- [Text excerpt]:
****************************************

Joseph #1



Possible Lesson Plan:

  1. Open with prayer.


  1. Scripture Reference: Genesis 37. The story line here is very simple and the teens probably know it. Read it briefly. We meet here the sons of Israel. While their names may seem unimportant, actually we’ll meet them again and again as the tribes of Israel. Try 20 questions with Joseph, Reuben, Judah, and Benjamin (and add Potiphar for some spice, and Rachel, Leah, and Israel if there are lots of students). Add the sons to the family tree, being sure to note sons of Rachel (and her servants) vs. sons of Leah (and her servants).


  1. Service References: The services are full of references to the descendants of “Abraham, Isaac, and Jacob” and the genealogies show Jesus to be descended from Judah, older brother of Joseph, son of Leah. In the Canon of St. Andrew of Crete, sung during the first week of Great Lent, St. Andrew laments: “I confess my sins to You, O Christ my King, like Joseph's brothers have I sold into slavery him who was chaste and pure.As an image of our Lord was that righteous soul cast out by his brothers and sold into slavery, while you, my soul, have sold yourself into your own evil hands.O suffering and hopeless soul, imitate the purity of mind in righteous Joseph, and do not sin by being led astray by irrational desires. Joseph's being placed in a pit formed an image of Your burial and resurrection, O Lord and Master. Will I ever be able to endure such things for Your sake?” – a question we can still ponder today. Am I more like the brothers, or becoming more like Joseph? In what way is the pit like the burial of our Lord?

****************************************

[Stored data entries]
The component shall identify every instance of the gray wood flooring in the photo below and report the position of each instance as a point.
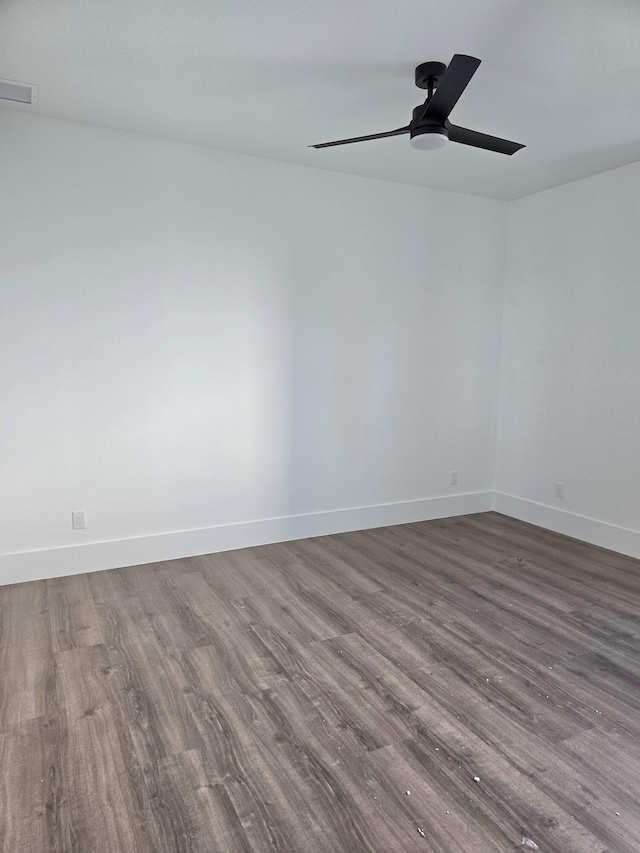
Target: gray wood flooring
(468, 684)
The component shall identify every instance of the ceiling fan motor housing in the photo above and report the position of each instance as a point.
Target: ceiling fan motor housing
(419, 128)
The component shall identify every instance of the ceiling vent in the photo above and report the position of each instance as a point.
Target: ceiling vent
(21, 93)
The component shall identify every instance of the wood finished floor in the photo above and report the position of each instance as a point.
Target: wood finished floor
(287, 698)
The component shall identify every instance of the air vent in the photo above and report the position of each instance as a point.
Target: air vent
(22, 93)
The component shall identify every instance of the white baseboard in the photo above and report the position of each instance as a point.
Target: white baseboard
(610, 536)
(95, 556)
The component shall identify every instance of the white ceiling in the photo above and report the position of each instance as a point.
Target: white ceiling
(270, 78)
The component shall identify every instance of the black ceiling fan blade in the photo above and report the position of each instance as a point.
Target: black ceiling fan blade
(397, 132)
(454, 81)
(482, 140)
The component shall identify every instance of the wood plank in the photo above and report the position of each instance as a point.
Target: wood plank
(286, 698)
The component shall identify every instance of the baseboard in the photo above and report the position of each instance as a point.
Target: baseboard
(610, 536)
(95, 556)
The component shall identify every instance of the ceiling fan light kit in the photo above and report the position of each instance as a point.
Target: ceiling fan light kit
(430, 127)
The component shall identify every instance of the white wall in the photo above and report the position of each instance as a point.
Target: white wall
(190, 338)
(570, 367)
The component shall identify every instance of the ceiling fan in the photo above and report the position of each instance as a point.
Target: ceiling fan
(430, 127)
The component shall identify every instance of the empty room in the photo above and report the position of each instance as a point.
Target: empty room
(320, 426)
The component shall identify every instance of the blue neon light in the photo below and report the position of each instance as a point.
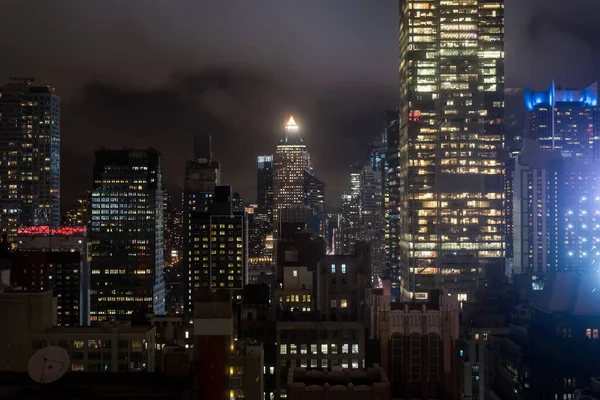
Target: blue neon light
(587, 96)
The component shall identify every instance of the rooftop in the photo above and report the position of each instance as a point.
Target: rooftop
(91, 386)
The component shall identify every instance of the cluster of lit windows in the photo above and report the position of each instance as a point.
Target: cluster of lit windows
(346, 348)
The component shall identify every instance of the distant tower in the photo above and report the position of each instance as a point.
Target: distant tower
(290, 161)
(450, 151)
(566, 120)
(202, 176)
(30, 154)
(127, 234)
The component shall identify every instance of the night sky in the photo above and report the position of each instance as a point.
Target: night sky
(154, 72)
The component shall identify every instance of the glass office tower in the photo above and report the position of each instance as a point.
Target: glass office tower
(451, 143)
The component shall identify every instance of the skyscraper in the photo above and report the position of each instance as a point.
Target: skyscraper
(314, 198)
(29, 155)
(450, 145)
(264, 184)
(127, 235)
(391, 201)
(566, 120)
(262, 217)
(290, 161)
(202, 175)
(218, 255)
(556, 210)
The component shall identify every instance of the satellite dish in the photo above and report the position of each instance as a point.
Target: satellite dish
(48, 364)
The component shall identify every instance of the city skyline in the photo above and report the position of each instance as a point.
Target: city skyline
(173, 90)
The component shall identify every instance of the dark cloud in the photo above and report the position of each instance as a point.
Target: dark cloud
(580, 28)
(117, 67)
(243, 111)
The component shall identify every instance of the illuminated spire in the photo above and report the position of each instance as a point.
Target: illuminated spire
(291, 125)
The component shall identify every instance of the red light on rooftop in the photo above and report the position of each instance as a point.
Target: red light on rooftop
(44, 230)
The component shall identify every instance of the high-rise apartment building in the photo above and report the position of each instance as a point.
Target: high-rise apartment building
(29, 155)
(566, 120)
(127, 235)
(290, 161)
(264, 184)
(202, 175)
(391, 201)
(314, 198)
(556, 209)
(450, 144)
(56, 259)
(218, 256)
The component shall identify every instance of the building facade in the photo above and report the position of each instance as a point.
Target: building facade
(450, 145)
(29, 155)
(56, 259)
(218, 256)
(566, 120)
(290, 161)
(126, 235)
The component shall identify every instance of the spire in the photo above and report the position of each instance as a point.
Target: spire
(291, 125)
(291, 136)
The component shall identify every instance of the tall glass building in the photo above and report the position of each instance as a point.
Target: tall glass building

****************************************

- [What is needed]:
Repeat word for word the part of the Joseph lesson plan that opens with the words containing "1. Open with" and closes with "(and her servants).". This listing is separate material and is not part of the Joseph lesson plan.

- [Output below]:
1. Open with prayer.


  1. Scripture Reference: Genesis 37. The story line here is very simple and the teens probably know it. Read it briefly. We meet here the sons of Israel. While their names may seem unimportant, actually we’ll meet them again and again as the tribes of Israel. Try 20 questions with Joseph, Reuben, Judah, and Benjamin (and add Potiphar for some spice, and Rachel, Leah, and Israel if there are lots of students). Add the sons to the family tree, being sure to note sons of Rachel (and her servants) vs. sons of Leah (and her servants).